START Extracted records

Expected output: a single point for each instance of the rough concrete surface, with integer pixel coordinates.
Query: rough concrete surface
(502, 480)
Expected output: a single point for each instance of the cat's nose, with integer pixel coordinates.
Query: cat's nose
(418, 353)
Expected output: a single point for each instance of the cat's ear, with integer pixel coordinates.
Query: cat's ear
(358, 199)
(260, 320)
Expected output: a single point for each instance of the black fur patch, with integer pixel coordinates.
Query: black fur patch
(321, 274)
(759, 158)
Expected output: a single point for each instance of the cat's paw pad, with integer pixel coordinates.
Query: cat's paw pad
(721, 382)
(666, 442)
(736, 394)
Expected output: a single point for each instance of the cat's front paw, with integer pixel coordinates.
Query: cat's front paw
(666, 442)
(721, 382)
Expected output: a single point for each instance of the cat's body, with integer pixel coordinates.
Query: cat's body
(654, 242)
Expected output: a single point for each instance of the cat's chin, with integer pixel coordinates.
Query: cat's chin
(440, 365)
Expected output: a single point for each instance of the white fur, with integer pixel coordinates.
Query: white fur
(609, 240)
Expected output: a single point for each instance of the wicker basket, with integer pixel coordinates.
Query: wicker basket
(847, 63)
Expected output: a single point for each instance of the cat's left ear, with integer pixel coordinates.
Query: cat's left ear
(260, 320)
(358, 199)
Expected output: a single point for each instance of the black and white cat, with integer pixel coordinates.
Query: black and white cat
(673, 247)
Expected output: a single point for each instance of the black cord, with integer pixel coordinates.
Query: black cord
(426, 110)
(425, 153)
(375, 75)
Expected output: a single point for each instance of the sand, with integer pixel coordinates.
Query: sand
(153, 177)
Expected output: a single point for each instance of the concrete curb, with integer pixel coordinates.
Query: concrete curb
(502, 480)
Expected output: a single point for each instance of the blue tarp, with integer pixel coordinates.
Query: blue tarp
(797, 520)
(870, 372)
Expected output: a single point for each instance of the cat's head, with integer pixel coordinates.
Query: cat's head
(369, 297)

END Extracted records

Your answer should consist solely of the lines above from the line with "patch, with integer pixel coordinates." to the line with "chin, with integer pixel coordinates.", both included, reproduced exactly.

[Output for this task]
Expected output: a single point for each instance of the black fur patch, with integer pixel coordinates.
Query: black fur patch
(321, 274)
(759, 158)
Expected output: a single point for each instance of the cat's paw pad, with integer pixel coordinates.
Query: cat's paw pad
(721, 382)
(666, 442)
(736, 394)
Expected output: a single point for each instance of the cat's front paw, with integer pixel coordinates.
Query: cat's front paw
(666, 442)
(721, 382)
Expected output: a single point for each instance of the cat's body, with integer pixel coordinates.
Query: cat's body
(654, 242)
Expected output: a single point for each instance of the cat's chin, with integer pixel coordinates.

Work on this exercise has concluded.